What is required ▸
Reproduce verbatim the forum thread below about whether the complement of a single point is open in a metric space.

Prove that in every metric space $X$ , the set $X$ \ {x} is an open set in X.
I started by suposing the opposite that $X$ \ {x} is a closed set in $ X $ which means tht the complement $ ( X $ \ {x})$ ^c$ = {x} is an open set , which is a contradiction. Im not sure if i have the right contradiction . Can anyone help me ? Thank you !
It’s entirely possible for $\{x\}$ to be an open set. For example, take $X$ to be $\Bbb Z$, the set of integers, with the usual metric. Then for each $n\in\Bbb Z$ we have $\{n\}=\{m\in\Bbb Z:|m-n|<1\}$, the open ball of radius $1$ centred at $n$, which is certainly an open set.
You should instead try to prove directly that $X\setminus\{x\}$ is open. To do this, let $y\in X\setminus\{x\}$, and try to find an $\epsilon>0$ such that $B(y,\epsilon)\subseteq X\setminus\{x\}$. Note that this is the same as saying that $x\notin B(y,\epsilon)$; can you find an $\epsilon$ for which this is true? Note that the choice of $\epsilon$ will depend on $y$.
The opposite of "$S$ is open" is not "$S$ is closed". There are sets that are neither closed nor open, and sets that are both.
The real point to consider here is that the set $\{x\}$ is closed. This will be true in every metric space. Sometimes, it will also be open.
You are wrong (twice).
Firstly, the "opposite" of open is not closed.
Secondly, $\{x\}$ can be open. Consider the metric space $X=\{x\}$.
What you want to do is prove that every point-set is closed. This follows easily from hausdorffness, which is a property of metric spaces. Since point-sets are closed, the complement of closed is open, finite intersection of open sets is open and the whole metric space is open, you have that $X\backslash \{x\}=X \cap \{x\}^c$ is open.
Hint for solving your problem: all metric spaces are Hausdorff
– D1811994 Oct 14 '15 at 18:09

Data extract ▸

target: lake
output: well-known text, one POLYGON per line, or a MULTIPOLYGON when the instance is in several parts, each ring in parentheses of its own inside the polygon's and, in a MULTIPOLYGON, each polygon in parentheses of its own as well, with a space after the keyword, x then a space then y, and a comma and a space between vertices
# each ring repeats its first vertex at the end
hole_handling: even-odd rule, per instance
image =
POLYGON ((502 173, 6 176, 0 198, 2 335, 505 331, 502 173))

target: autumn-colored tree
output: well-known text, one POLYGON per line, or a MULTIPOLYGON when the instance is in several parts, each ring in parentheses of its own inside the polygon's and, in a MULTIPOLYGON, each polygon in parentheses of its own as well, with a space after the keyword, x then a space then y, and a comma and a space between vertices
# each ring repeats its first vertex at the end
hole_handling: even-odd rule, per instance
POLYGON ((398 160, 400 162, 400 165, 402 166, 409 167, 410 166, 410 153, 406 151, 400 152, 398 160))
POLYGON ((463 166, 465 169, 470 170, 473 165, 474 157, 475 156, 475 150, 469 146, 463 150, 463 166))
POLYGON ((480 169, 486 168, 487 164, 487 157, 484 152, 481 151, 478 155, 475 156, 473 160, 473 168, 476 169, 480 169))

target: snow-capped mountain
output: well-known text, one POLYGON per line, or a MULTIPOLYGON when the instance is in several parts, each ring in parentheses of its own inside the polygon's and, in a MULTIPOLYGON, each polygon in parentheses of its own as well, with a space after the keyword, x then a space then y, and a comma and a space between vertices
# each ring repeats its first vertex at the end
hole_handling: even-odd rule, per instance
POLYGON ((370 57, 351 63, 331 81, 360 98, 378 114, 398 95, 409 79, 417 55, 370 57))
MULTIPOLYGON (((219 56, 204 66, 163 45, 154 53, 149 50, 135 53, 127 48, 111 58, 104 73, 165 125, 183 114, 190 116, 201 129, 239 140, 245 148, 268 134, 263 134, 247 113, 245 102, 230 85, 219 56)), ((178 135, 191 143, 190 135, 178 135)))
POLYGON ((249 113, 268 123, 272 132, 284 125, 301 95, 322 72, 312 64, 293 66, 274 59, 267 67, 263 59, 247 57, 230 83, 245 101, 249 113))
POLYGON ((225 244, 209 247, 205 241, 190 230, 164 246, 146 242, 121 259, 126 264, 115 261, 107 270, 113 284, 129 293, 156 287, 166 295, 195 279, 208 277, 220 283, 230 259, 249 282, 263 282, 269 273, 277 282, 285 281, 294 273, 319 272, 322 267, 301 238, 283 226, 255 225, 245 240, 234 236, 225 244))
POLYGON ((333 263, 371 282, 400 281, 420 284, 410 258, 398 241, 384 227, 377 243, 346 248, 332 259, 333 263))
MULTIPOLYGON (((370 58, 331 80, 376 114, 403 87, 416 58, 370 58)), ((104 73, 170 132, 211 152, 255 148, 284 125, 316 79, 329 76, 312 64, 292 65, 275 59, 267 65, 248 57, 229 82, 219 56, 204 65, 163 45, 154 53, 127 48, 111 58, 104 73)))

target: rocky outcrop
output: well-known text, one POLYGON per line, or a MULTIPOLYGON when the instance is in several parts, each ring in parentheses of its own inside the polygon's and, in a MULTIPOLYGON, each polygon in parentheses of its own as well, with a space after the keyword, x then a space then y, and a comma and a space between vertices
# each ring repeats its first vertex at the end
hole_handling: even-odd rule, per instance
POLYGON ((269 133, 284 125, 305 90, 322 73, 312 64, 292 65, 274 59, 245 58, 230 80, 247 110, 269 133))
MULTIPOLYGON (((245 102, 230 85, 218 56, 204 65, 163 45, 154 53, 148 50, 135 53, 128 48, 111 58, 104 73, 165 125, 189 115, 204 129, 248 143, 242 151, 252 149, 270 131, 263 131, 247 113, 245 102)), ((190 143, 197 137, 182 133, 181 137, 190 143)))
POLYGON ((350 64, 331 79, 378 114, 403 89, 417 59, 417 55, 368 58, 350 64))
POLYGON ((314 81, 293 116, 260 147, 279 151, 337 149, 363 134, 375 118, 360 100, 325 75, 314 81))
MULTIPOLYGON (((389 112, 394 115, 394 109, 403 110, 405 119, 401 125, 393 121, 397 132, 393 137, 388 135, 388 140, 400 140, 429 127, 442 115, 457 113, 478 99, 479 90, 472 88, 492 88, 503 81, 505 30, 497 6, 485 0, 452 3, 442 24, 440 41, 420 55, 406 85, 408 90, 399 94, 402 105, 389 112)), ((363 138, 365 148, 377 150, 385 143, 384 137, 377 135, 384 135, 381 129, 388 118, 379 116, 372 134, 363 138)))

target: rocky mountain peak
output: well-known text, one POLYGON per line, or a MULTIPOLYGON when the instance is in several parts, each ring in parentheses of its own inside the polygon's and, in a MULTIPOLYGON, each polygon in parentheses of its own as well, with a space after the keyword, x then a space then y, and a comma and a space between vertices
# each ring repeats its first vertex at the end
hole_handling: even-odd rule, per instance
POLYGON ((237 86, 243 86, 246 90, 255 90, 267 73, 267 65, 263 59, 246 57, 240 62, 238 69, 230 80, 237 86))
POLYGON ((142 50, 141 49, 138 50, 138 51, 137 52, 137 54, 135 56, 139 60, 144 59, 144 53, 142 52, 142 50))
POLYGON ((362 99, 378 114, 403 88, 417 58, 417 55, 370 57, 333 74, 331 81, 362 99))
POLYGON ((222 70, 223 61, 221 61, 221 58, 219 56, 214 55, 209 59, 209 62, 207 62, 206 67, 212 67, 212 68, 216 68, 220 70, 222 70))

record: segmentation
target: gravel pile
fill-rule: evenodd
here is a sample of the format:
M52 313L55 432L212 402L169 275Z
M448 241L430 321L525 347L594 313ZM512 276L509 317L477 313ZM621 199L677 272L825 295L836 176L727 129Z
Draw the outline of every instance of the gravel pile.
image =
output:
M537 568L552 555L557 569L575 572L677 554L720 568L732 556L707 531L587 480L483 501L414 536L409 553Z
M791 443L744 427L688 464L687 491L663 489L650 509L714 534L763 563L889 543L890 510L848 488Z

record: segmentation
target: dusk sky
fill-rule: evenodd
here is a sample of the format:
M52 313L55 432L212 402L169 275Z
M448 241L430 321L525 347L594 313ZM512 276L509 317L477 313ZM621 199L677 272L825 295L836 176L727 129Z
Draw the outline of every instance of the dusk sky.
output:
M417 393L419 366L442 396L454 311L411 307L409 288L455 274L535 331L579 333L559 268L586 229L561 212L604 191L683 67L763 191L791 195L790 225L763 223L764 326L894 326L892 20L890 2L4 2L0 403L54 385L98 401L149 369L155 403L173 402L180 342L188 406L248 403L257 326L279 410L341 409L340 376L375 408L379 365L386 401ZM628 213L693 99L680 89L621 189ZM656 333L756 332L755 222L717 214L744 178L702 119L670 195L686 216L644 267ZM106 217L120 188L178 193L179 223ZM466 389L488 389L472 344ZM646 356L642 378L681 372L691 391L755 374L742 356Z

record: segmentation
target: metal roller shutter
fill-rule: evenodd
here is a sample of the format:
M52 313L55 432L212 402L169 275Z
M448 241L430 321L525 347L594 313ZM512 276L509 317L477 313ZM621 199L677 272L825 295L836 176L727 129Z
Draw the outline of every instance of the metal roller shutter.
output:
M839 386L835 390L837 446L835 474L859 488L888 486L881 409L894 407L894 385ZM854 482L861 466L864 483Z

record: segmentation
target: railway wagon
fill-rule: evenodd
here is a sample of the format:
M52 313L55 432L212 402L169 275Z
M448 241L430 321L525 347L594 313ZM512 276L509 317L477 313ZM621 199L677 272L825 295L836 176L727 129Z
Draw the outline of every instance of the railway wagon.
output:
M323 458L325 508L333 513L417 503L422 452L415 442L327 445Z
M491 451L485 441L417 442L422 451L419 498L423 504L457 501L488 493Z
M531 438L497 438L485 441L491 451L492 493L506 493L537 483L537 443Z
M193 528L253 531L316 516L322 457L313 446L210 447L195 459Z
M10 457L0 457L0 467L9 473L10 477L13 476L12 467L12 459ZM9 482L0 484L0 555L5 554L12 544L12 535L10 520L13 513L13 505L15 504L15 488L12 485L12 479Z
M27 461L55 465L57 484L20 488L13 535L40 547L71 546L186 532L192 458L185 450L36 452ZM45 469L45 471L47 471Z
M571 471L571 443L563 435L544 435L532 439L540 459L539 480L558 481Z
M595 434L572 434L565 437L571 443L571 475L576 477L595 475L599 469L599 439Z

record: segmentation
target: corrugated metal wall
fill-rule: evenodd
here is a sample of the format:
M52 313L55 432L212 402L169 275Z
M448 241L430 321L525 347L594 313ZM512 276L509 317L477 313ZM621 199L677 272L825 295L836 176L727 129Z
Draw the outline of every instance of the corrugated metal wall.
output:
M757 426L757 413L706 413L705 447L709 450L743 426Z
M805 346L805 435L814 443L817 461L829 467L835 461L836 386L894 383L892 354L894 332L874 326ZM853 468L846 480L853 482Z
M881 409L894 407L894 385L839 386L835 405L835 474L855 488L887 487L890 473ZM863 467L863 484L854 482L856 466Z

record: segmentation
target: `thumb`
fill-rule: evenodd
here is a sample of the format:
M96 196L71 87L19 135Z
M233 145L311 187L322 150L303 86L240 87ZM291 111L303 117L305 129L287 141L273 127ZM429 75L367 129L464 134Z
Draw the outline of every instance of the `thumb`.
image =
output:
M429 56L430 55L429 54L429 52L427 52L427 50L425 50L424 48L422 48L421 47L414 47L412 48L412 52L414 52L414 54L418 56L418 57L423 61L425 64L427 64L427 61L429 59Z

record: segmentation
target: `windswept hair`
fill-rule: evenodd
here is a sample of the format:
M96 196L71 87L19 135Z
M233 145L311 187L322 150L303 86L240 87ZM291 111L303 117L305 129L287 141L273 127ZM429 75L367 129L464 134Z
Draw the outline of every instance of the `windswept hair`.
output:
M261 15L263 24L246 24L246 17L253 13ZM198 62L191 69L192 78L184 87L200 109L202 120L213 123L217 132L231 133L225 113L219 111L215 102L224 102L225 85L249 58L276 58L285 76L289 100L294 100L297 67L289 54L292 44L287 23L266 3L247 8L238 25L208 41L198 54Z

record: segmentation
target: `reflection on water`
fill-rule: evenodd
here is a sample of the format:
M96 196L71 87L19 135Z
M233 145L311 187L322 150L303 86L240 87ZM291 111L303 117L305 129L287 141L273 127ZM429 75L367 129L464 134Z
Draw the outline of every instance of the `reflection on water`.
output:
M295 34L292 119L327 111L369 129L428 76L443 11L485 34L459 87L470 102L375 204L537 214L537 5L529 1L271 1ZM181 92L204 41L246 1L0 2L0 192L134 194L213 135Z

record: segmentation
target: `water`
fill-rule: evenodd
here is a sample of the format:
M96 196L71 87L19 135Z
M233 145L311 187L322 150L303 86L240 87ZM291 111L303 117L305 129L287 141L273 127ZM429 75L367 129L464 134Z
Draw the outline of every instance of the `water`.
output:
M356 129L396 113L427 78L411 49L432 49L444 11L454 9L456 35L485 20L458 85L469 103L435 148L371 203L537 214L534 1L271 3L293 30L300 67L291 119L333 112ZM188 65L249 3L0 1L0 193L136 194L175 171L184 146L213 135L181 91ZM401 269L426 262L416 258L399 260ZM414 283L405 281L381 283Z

Response ▸
Prove that in every metric space $X$ , the set $X$ \ {x} is an open set in X.
I started by suposing the opposite that $X$ \ {x} is a closed set in $ X $ which means tht the complement $ ( X $ \ {x})$ ^c$ = {x} is an open set , which is a contradiction. Im not sure if i have the right contradiction . Can anyone help me ? Thank you !
It’s entirely possible for $\{x\}$ to be an open set. For example, take $X$ to be $\Bbb Z$, the set of integers, with the usual metric. Then for each $n\in\Bbb Z$ we have $\{n\}=\{m\in\Bbb Z:|m-n|<1\}$, the open ball of radius $1$ centred at $n$, which is certainly an open set.
You should instead try to prove directly that $X\setminus\{x\}$ is open. To do this, let $y\in X\setminus\{x\}$, and try to find an $\epsilon>0$ such that $B(y,\epsilon)\subseteq X\setminus\{x\}$. Note that this is the same as saying that $x\notin B(y,\epsilon)$; can you find an $\epsilon$ for which this is true? Note that the choice of $\epsilon$ will depend on $y$.
The opposite of "$S$ is open" is not "$S$ is closed". There are sets that are neither closed nor open, and sets that are both.
The real point to consider here is that the set $\{x\}$ is closed. This will be true in every metric space. Sometimes, it will also be open.
You are wrong (twice).
Firstly, the "opposite" of open is not closed.
Secondly, $\{x\}$ can be open. Consider the metric space $X=\{x\}$.
What you want to do is prove that every point-set is closed. This follows easily from hausdorffness, which is a property of metric spaces. Since point-sets are closed, the complement of closed is open, finite intersection of open sets is open and the whole metric space is open, you have that $X\backslash \{x\}=X \cap \{x\}^c$ is open.
Hint for solving your problem: all metric spaces are Hausdorff
– D1811994 Oct 14 '15 at 18:09